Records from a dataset
++++++++++++++++++++

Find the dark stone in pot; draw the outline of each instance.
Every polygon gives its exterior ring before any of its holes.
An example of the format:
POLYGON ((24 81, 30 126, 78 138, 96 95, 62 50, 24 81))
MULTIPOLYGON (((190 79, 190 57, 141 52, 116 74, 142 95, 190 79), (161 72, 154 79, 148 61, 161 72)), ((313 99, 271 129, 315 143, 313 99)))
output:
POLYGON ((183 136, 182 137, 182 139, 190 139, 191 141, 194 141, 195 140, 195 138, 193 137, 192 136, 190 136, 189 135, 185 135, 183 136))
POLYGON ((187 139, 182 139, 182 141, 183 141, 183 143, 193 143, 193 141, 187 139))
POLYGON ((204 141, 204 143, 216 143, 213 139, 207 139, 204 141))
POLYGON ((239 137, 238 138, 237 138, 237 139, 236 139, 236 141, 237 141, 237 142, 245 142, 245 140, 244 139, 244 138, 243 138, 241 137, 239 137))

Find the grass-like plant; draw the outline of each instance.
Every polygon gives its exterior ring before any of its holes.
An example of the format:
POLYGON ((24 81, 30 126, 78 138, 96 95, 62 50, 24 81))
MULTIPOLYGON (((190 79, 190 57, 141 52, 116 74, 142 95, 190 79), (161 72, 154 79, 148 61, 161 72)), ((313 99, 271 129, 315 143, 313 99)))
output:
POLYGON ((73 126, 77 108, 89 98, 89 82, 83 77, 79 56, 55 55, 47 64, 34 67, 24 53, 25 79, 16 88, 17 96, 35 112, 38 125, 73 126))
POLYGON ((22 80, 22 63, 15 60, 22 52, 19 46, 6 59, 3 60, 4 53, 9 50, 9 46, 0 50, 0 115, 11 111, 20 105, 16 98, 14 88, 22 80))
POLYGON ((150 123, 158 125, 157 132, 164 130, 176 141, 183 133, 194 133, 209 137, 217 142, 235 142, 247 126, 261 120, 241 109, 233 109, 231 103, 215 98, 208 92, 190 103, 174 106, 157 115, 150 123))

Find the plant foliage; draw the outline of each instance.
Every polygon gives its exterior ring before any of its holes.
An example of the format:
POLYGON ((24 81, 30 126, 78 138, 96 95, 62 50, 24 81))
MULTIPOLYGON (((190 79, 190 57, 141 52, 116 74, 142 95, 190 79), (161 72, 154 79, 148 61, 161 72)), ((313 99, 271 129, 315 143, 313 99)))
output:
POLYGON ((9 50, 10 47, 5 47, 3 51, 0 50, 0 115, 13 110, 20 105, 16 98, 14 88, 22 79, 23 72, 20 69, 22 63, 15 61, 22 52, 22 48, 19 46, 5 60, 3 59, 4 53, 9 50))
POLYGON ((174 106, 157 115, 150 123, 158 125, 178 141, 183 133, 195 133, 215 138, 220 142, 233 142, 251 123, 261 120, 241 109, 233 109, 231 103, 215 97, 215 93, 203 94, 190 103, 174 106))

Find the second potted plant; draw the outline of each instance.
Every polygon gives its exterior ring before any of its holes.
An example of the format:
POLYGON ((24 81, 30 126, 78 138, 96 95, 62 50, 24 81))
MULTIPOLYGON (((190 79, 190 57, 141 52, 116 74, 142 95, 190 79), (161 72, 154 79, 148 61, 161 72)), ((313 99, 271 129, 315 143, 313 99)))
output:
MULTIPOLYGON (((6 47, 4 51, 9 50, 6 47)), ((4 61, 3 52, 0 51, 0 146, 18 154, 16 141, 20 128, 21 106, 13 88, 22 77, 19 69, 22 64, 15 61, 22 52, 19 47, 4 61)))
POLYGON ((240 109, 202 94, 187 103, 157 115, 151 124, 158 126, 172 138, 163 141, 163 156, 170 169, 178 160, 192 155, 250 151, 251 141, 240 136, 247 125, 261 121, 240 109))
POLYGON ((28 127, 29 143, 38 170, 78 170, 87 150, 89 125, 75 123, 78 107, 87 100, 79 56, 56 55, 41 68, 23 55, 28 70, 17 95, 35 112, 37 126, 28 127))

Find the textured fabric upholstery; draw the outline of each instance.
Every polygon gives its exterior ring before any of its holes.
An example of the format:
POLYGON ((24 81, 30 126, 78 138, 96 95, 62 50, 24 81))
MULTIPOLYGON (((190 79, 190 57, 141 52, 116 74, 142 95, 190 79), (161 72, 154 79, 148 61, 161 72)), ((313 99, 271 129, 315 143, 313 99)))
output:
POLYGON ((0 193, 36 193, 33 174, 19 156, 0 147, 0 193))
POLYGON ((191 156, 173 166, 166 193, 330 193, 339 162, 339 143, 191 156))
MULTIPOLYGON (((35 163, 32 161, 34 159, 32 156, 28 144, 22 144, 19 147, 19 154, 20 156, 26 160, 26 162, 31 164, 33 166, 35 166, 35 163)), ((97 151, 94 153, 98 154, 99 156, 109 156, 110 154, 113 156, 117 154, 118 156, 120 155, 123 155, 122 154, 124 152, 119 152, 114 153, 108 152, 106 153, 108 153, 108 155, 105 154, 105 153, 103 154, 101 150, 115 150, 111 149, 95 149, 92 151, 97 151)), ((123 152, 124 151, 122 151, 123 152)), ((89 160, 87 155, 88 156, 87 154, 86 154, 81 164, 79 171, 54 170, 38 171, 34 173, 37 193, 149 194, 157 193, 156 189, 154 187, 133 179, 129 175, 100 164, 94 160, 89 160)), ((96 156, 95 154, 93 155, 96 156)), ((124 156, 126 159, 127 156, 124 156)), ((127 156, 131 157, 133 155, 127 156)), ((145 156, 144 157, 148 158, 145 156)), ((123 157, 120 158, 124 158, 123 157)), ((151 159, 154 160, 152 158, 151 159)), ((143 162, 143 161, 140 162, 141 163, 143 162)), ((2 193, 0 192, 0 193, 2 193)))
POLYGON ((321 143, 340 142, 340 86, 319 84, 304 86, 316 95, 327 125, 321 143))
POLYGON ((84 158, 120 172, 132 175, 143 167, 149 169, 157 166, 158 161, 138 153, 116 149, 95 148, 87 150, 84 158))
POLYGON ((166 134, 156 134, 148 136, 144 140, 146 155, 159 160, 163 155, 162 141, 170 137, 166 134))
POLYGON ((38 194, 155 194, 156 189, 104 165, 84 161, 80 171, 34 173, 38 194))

++++++++++++++++++++

--- CHALLENGE ---
Reproduce the listing from its start through the line containing "POLYGON ((183 136, 182", requests included. Shift every coordinate in the answer outlines by adding 106 to it, and leave the requests and their format samples unchanged.

--- SOLVED PROBLEM ---
Find the dark stone in pot; draw the outline of each instance.
Every polygon gives its exterior ring before any of its holes.
An example of the format:
POLYGON ((24 81, 30 126, 78 138, 96 95, 62 50, 24 81))
MULTIPOLYGON (((190 79, 190 57, 141 52, 116 74, 142 95, 190 79), (161 72, 154 79, 148 61, 161 72)), ((313 99, 271 129, 315 143, 313 99)))
output:
POLYGON ((289 242, 288 243, 288 245, 296 245, 297 247, 300 247, 301 246, 301 244, 299 243, 298 242, 296 242, 295 241, 291 241, 289 242))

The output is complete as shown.